*Required work:*
Recast the material below as a Markdown table with the columns Row and Line. Start with the line containing "Study the scene above and determine whether any cow hind", continue through the end of the material, number each row, and leave out blank lines.
::: Data listing
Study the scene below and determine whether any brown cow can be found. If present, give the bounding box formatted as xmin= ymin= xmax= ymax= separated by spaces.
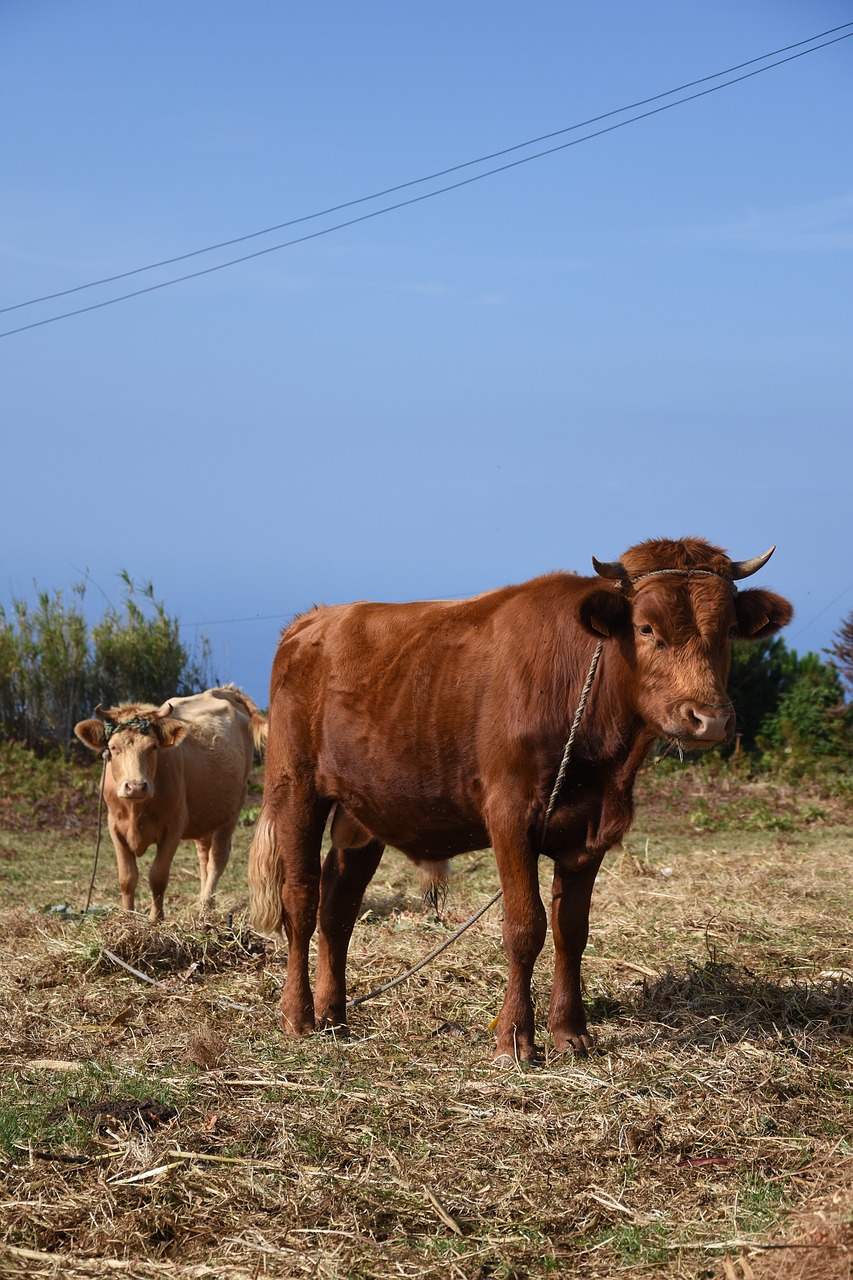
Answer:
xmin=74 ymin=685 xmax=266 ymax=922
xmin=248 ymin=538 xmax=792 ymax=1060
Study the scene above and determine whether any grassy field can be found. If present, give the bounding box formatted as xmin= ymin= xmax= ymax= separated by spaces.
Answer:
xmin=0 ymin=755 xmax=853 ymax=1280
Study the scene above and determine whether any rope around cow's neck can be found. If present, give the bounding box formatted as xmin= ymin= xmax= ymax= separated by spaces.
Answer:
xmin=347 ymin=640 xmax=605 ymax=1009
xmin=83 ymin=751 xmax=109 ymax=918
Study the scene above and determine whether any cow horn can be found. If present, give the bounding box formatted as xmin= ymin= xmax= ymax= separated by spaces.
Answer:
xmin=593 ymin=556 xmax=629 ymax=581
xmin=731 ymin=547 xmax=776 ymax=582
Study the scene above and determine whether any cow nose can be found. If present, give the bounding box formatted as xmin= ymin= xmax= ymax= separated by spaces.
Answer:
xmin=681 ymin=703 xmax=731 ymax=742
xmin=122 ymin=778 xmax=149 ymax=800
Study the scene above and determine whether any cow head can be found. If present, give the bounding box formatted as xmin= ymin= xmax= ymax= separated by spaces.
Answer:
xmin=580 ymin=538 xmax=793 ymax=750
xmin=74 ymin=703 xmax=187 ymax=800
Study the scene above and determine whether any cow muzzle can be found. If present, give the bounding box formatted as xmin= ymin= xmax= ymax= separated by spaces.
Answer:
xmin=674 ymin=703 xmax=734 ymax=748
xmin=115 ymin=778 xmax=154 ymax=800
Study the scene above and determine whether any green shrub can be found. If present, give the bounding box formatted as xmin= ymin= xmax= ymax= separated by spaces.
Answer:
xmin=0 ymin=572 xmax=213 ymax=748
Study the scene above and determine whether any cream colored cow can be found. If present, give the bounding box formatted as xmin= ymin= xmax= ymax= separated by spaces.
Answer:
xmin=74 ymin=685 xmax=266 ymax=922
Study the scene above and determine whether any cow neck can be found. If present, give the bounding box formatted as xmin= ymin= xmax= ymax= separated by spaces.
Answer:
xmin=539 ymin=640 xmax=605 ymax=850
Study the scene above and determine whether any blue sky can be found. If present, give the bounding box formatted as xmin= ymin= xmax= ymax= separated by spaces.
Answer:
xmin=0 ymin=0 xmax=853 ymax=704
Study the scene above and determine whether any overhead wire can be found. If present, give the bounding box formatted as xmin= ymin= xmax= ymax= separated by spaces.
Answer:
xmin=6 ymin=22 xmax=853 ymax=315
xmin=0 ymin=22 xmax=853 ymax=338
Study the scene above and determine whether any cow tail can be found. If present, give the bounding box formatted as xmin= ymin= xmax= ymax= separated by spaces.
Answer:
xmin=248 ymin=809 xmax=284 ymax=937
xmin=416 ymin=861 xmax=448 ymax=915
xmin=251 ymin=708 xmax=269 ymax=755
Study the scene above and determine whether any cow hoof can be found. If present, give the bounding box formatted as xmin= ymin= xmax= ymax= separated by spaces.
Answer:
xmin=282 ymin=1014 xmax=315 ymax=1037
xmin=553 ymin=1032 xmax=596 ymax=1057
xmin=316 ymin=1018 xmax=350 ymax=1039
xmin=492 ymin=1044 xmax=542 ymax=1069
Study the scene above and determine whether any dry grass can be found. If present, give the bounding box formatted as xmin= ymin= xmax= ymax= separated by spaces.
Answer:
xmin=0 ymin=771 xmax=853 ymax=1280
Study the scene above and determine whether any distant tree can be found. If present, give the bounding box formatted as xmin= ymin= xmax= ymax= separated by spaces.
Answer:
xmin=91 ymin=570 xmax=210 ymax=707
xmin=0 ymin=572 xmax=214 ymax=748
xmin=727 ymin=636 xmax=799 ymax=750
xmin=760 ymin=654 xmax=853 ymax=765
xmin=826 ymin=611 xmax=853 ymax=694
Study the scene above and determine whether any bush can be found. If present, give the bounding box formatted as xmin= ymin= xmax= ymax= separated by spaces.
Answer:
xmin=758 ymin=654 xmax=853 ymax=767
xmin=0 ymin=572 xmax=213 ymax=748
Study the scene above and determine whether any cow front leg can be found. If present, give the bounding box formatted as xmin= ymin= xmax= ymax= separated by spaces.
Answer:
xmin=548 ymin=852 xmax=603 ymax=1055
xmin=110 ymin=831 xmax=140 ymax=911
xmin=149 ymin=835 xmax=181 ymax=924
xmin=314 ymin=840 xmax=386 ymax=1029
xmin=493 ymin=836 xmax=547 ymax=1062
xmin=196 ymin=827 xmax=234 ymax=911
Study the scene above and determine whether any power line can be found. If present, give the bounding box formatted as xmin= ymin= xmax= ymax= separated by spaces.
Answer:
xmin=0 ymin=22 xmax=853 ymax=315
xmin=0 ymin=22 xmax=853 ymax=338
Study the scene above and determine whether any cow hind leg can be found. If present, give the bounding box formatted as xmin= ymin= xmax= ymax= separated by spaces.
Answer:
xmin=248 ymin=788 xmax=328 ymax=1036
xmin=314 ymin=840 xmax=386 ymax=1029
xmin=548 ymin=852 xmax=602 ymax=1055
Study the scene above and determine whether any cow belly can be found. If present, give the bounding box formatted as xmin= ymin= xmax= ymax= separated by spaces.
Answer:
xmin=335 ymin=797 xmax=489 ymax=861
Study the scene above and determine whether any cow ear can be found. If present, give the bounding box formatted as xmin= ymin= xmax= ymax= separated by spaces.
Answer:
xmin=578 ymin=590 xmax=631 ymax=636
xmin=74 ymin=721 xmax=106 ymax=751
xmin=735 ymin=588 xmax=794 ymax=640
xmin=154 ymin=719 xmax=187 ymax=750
::::::
*Task output:*
| Row | Line |
|---|---|
| 1 | Study the scene above and determine whether any cow hind leg can be found. If present, give the bounding box formatted as xmin= ymin= xmax= ymax= separated by spaces. |
| 2 | Answer: |
| 3 | xmin=248 ymin=788 xmax=328 ymax=1036 |
| 4 | xmin=314 ymin=840 xmax=386 ymax=1029 |
| 5 | xmin=548 ymin=852 xmax=602 ymax=1055 |
| 6 | Study the scene above and determine whether any cow belly can be found. If present, give the bounding box formatted as xmin= ymin= xmax= ymax= separated by spaces. |
| 7 | Answer: |
| 8 | xmin=335 ymin=797 xmax=489 ymax=861 |
| 9 | Study the scene above and determine whether any cow ear can be found. If present, give the bounding box formatted as xmin= ymin= xmax= ymax= separated by spaces. |
| 10 | Answer: |
| 11 | xmin=578 ymin=590 xmax=631 ymax=636 |
| 12 | xmin=74 ymin=721 xmax=106 ymax=751 |
| 13 | xmin=735 ymin=588 xmax=794 ymax=640 |
| 14 | xmin=154 ymin=719 xmax=187 ymax=750 |